[BRANO RIPORTATO]
Anche in risposta ai frugali, Philippe Lamberts è convinto che la permanenza di Draghi a Chigi sia importante. Il belga Lamberts guida il gruppo dei Verdi nell’Europarlamento e lavora per rafforzare il ruolo dei Verdi in Europa; perciò segue da vicino anche l’Italia. «Per quel che so, in Italia i principali poteri del presidente della Repubblica si esplicano in caso di crisi: il Quirinale è cruciale come arbitro finale, ma non governa. Non sta all’Europa decidere per voi, posso dire che Draghi è un fattore importante per ricostruire la fiducia nell’Italia: dopo i governi Berlusconi, Renzi, M5s-Lega, la credibilità di Chigi era compromessa».

A Chigi per altri Recovery

La credibilità secondo Lamberts è preziosa non solo per Roma. «Se vogliamo un’Europa più solida serve più fiducia in paesi come l’Italia. Detesto quando i ministri di paesi frugali parlano degli italiani come di un popolo di pigri e corrotti, e soprattutto: io so che i frugali vogliono che l’esperienza di indebitamento comune rimanga una eccezione, mentre mi ritengo tra quelli che si battono perché questa esperienza sia il prototipo, il primo caso di una lunga serie». Perché ciò accada, deve avere successo. «E Draghi al governo può contribuire a ciò».

Il socialista spagnolo

L’eurodeputato socialdemocratico Domènec Ruiz Devesa è compagno di partito del premier Pedro Sánchez: viene dal Partito socialista operaio spagnolo (Psoe). Conosce bene l’Italia e l’italiano, d’estate va a Ventotene a commemorare Altiero Spinelli, e da federalista convinto si occupa di riforme istituzionali. «Credo sia stata una cosa buona scegliere Draghi come premier: ha rafforzato la posizione italiana nel contesto europeo e ha trasmesso un messaggio di autorevolezza per l’attuazione del Recovery». Il che «è un bene per tutta Europa: in questa fase complessa bisogna essere pronti a fare spese senza riguardo per il costo. Davanti al Covid-19, salvare vite viene prima del problema del debito»; chi sa gestire la spesa rafforza la posizione di chi in Ue vuole spendere di più.

La tecnocrazia non è eterna

Se Draghi dovesse diventare presidente della Repubblica, «non è detto che non ci sia un’altra figura che possa fare il premier al suo posto avendo comunque autorevolezza. Non credo all’indispensabilità di nessuno», dice Ruiz Devesa. «La guida di Draghi a Chigi mi è sembrata positiva ma non deve essere la soluzione standard in una democrazia, né un modello eterno: Draghi è un tecnocrate, non è mai stato eletto dal popolo in nessuna carica». Meglio al Quirinale? «Se le circostanze suggerissero che rimanga premier per pandemia e Recovery, si può pensare a un reincarico per Mattarella. Nessuna persona in sé è irrinunciabile, neanche Draghi, in nessuno dei due ruoli».

(Estratti da un set di dati)
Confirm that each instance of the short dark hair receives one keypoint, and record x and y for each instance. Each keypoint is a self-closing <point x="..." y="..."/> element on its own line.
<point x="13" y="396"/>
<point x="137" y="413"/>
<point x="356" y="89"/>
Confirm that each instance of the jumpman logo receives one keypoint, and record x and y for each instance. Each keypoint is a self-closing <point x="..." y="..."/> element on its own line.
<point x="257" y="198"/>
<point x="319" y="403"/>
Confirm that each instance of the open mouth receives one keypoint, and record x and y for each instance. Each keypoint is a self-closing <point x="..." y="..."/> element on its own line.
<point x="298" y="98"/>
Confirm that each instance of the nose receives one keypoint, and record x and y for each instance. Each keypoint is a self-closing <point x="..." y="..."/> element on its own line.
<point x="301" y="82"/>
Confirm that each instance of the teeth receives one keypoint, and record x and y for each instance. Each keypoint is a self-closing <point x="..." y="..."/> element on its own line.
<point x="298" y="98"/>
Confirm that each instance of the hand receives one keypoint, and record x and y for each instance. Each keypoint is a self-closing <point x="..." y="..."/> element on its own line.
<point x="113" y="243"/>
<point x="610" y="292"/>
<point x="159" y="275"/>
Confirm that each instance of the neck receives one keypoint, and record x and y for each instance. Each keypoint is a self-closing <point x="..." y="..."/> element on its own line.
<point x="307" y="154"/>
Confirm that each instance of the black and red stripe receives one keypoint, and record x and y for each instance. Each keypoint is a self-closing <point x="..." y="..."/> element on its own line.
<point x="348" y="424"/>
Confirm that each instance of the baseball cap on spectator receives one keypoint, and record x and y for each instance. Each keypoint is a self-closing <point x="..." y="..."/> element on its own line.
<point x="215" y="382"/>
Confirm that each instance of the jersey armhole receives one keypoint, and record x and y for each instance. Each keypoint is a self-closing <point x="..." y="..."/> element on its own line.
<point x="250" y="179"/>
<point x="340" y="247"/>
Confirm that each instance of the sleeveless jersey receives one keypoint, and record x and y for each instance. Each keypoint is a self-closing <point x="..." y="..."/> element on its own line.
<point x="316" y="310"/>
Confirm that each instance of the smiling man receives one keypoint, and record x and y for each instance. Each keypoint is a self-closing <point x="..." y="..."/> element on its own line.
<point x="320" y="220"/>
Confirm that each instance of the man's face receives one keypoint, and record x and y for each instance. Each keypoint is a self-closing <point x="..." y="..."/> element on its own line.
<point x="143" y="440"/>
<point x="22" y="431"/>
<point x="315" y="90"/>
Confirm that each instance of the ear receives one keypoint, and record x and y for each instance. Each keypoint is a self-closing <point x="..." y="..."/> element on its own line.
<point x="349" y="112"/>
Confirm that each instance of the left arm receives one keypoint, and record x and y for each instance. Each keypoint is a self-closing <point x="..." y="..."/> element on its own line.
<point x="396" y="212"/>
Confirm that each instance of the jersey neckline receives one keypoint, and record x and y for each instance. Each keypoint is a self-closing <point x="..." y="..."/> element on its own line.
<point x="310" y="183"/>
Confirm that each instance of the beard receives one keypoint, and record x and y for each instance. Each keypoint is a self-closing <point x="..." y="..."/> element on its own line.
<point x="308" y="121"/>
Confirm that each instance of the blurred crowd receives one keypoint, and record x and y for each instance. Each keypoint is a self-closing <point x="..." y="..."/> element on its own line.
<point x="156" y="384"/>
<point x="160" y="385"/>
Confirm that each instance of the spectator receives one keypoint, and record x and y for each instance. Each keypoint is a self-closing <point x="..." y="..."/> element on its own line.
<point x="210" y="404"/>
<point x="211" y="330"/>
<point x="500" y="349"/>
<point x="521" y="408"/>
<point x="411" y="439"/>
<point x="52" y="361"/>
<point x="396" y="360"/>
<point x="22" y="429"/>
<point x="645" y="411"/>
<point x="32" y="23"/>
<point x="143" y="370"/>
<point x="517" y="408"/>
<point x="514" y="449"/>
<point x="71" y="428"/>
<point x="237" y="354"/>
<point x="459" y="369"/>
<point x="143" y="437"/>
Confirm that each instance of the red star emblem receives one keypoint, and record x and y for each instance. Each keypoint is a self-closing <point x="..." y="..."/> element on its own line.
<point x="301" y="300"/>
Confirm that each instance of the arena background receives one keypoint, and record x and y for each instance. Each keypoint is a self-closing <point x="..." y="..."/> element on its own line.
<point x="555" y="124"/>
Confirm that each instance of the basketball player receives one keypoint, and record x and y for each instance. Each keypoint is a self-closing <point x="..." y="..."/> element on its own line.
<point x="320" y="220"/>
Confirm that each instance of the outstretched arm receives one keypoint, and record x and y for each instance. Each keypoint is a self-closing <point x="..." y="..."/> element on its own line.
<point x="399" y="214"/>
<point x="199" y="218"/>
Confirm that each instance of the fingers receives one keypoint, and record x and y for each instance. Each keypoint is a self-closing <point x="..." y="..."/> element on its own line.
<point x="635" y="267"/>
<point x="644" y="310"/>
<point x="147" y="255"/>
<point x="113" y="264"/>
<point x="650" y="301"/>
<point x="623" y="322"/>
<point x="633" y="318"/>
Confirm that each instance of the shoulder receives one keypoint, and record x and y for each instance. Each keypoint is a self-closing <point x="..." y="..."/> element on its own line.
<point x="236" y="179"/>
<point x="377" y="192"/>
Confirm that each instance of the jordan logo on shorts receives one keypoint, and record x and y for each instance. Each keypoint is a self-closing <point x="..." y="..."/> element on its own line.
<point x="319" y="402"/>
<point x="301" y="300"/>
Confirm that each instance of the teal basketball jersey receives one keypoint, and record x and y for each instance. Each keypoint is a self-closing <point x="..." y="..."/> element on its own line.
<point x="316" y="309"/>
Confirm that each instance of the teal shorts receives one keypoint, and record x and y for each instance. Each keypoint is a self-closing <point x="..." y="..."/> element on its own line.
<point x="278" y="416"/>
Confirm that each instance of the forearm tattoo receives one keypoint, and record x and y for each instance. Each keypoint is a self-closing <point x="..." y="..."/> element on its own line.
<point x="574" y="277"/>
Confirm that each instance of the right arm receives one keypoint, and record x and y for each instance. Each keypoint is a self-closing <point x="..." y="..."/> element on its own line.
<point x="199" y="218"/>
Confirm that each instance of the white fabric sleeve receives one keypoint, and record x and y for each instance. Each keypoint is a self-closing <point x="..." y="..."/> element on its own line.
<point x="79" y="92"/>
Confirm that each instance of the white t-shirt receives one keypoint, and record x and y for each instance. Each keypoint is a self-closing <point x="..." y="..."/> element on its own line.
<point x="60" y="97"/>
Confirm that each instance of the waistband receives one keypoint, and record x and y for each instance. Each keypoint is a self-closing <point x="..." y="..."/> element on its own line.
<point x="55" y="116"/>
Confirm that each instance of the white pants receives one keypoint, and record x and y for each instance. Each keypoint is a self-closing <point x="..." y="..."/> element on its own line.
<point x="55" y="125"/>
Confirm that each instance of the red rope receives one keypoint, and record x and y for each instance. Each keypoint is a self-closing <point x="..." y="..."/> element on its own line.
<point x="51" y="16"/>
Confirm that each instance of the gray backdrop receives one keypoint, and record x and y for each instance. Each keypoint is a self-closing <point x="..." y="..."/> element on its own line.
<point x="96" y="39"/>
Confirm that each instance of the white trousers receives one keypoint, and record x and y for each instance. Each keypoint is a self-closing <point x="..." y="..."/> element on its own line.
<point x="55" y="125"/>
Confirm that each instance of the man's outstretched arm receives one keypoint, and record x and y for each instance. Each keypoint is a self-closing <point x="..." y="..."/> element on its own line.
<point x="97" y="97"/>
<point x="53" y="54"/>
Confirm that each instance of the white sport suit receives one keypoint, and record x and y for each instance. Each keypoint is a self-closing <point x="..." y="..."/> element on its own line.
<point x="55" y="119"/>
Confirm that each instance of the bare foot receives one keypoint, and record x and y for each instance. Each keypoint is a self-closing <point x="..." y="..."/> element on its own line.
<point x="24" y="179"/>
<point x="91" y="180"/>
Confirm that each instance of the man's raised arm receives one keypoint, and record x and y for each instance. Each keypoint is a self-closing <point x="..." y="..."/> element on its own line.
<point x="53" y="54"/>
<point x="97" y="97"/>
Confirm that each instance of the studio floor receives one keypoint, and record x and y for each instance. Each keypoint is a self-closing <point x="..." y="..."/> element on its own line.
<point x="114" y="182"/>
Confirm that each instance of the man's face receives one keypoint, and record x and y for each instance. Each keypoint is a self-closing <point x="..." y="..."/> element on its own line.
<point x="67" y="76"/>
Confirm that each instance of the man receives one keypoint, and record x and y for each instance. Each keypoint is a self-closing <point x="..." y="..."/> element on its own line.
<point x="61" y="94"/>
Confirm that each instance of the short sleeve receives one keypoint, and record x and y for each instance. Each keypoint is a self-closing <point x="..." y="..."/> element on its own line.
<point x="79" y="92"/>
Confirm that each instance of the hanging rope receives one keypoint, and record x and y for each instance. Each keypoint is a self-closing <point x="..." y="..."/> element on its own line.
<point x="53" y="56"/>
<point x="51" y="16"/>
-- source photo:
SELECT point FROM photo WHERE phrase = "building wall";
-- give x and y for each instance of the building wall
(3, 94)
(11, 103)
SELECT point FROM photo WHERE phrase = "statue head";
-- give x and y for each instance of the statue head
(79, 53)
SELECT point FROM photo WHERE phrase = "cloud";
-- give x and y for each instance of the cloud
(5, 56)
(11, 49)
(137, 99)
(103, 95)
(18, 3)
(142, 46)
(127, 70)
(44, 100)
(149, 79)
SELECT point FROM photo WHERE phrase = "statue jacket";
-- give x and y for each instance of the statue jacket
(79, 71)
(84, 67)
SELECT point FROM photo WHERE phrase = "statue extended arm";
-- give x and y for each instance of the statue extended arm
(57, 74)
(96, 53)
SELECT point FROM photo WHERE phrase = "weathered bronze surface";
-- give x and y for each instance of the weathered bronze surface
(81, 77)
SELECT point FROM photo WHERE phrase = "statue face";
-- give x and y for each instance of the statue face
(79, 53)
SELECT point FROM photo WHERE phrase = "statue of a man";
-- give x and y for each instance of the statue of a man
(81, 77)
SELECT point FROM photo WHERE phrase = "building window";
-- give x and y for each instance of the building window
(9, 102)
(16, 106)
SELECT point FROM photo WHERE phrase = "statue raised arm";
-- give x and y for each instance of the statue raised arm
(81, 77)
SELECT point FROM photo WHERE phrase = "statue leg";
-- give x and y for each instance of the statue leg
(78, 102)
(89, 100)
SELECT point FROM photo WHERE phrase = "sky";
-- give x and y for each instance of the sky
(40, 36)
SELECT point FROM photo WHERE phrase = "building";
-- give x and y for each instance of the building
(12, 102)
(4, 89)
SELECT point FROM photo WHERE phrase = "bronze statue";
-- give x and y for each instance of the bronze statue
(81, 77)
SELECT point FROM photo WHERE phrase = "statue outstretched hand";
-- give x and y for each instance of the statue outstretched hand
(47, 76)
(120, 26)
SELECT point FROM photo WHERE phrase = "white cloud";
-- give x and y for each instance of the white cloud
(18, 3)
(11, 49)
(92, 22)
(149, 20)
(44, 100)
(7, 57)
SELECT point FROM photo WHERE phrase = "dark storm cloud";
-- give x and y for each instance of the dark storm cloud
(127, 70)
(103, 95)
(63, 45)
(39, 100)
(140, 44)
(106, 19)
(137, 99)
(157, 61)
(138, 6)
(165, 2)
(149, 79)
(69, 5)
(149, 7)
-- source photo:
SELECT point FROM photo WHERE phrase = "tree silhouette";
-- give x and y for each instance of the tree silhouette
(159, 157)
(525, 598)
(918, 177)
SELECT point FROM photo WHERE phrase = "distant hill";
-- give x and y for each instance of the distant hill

[COSA FARE]
[1] Elenca i governi che, nel brano, Lamberts indica come quelli dopo cui la credibilità di Chigi era compromessa.
[2] Ricopia dal brano il tratto che va da «Il socialista spagnolo» fino a «spendere di più.».
[3] Rispondi a queste domande sul brano:
(a) Quale gruppo guida Lamberts nell'Europarlamento?
(b) Da quale partito viene Ruiz Devesa?
(c) Per chi, secondo Ruiz Devesa, si può pensare a un reincarico se Draghi restasse premier?
Le voci qui non servono a niente.

[LE RISPOSTE]
[1] Berlusconi, Renzi, M5s-Lega

[2]
Il socialista spagnolo

L’eurodeputato socialdemocratico Domènec Ruiz Devesa è compagno di partito del premier Pedro Sánchez: viene dal Partito socialista operaio spagnolo (Psoe). Conosce bene l’Italia e l’italiano, d’estate va a Ventotene a commemorare Altiero Spinelli, e da federalista convinto si occupa di riforme istituzionali. «Credo sia stata una cosa buona scegliere Draghi come premier: ha rafforzato la posizione italiana nel contesto europeo e ha trasmesso un messaggio di autorevolezza per l’attuazione del Recovery». Il che «è un bene per tutta Europa: in questa fase complessa bisogna essere pronti a fare spese senza riguardo per il costo. Davanti al Covid-19, salvare vite viene prima del problema del debito»; chi sa gestire la spesa rafforza la posizione di chi in Ue vuole spendere di più.

[3]
(a) Il gruppo dei Verdi.
(b) Dal Partito socialista operaio spagnolo (Psoe).
(c) Per Mattarella.